▶ [Input material]
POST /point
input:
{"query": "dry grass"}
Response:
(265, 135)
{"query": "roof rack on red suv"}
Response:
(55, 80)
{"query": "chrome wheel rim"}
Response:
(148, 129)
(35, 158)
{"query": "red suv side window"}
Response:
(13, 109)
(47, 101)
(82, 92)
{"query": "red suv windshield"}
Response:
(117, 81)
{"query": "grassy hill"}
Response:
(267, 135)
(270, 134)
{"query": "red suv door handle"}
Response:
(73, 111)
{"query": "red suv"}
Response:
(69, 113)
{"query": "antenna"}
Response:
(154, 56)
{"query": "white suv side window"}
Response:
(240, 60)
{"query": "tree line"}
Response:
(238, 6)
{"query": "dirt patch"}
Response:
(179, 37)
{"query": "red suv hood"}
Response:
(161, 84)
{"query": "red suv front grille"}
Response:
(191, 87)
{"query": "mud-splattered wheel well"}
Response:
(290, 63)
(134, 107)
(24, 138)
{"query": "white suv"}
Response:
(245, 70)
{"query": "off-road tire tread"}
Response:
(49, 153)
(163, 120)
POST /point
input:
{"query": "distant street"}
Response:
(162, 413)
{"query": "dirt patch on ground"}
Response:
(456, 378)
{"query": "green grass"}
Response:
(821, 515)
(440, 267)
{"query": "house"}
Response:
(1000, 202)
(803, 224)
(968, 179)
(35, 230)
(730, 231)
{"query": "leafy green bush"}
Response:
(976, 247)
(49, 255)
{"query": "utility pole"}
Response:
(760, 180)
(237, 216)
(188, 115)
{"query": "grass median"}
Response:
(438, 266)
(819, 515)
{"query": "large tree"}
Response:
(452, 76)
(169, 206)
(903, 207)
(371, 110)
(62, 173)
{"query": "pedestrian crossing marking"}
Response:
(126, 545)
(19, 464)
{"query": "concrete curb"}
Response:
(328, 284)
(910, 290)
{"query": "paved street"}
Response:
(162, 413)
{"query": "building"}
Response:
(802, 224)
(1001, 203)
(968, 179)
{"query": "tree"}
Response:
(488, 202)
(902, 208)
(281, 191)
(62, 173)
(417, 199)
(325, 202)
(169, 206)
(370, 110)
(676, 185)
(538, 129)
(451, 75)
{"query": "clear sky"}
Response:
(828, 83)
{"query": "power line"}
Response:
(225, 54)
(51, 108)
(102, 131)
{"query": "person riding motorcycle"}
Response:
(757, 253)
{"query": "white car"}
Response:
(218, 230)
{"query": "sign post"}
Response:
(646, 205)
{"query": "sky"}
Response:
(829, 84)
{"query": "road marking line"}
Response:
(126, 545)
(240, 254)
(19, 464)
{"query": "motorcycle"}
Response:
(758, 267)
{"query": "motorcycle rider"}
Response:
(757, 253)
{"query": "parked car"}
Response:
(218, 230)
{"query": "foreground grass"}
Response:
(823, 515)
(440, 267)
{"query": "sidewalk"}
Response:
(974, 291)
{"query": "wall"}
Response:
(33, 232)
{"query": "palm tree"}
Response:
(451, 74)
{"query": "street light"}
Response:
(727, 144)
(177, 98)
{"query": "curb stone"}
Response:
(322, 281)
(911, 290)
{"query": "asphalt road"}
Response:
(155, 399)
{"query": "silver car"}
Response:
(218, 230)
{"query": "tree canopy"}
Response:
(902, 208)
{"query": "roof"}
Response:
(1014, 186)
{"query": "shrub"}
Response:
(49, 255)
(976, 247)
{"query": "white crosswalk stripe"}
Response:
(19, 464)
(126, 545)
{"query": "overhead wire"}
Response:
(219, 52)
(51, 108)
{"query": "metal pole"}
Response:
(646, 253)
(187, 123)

▶ [What is being asked]
Reproduce all the entries above. Match them exactly.

▶ [Reply]
POST /point
input:
{"query": "dry grass"}
Response:
(265, 135)
{"query": "roof rack on red suv"}
Response:
(55, 80)
{"query": "chrome wheel rim"}
Response:
(148, 129)
(35, 158)
{"query": "red suv side window"}
Response:
(13, 109)
(47, 101)
(82, 92)
{"query": "red suv windshield"}
Response:
(117, 81)
{"query": "grassy hill"}
Response:
(267, 135)
(270, 134)
{"query": "red suv door handle"}
Response:
(73, 111)
{"query": "red suv"}
Response:
(69, 113)
{"query": "antenna"}
Response:
(154, 56)
{"query": "white suv side window"}
Response:
(240, 60)
{"query": "tree line"}
Response:
(238, 6)
{"query": "dirt patch"}
Response:
(179, 37)
{"query": "red suv hood"}
Response:
(161, 84)
{"query": "red suv front grille"}
Response:
(191, 87)
{"query": "mud-splattered wheel well"}
Response:
(290, 63)
(134, 107)
(24, 138)
{"query": "white suv"}
Response:
(245, 70)
{"query": "off-road tire tread"}
Response:
(49, 153)
(163, 120)
POST /point
input:
{"query": "distant street"}
Response:
(162, 413)
{"query": "dirt patch on ground"}
Response:
(456, 378)
{"query": "green grass"}
Response:
(821, 515)
(440, 267)
{"query": "house"}
Response:
(1000, 202)
(803, 224)
(968, 179)
(35, 230)
(730, 231)
{"query": "leafy green bush"}
Response:
(976, 247)
(49, 255)
{"query": "utility pole"}
Response:
(760, 180)
(237, 216)
(188, 115)
{"query": "grass median"}
Response:
(438, 266)
(819, 515)
{"query": "large tree"}
Response:
(452, 76)
(169, 206)
(903, 207)
(371, 110)
(62, 173)
{"query": "pedestrian crossing marking"}
Response:
(126, 545)
(19, 464)
{"query": "concrete curb"}
Response:
(328, 284)
(910, 290)
{"query": "paved street"}
Response:
(162, 413)
{"query": "building"}
Response:
(802, 224)
(1001, 203)
(968, 179)
{"query": "tree"}
Response:
(488, 202)
(902, 208)
(281, 191)
(62, 173)
(417, 199)
(325, 202)
(169, 206)
(370, 110)
(676, 185)
(538, 129)
(451, 75)
{"query": "clear sky"}
Response:
(828, 83)
{"query": "power line"}
Response:
(225, 54)
(51, 108)
(102, 131)
{"query": "person riding motorcycle"}
Response:
(757, 253)
{"query": "white car"}
Response:
(218, 230)
{"query": "sign post"}
Response:
(646, 205)
{"query": "sky"}
Response:
(829, 84)
{"query": "road marking line"}
Response:
(126, 545)
(240, 254)
(19, 464)
{"query": "motorcycle"}
Response:
(758, 267)
{"query": "motorcycle rider"}
Response:
(757, 253)
{"query": "parked car"}
Response:
(218, 230)
{"query": "foreground grass"}
Response:
(823, 515)
(440, 267)
{"query": "sidewalk"}
Response:
(974, 291)
{"query": "wall"}
Response:
(33, 232)
{"query": "palm tree"}
Response:
(451, 74)
{"query": "street light"}
Response:
(727, 144)
(177, 98)
{"query": "curb stone"}
Response:
(322, 281)
(911, 290)
{"query": "asphalt road"}
Response:
(155, 399)
{"query": "silver car"}
Response:
(218, 230)
{"query": "tree canopy"}
Response:
(902, 208)
{"query": "roof"}
Response:
(1014, 186)
{"query": "shrub"}
Response:
(49, 255)
(976, 247)
{"query": "white crosswalk stripe"}
Response:
(19, 464)
(126, 545)
{"query": "overhead wire"}
Response:
(219, 52)
(51, 108)
{"query": "metal pole"}
Response:
(646, 253)
(187, 123)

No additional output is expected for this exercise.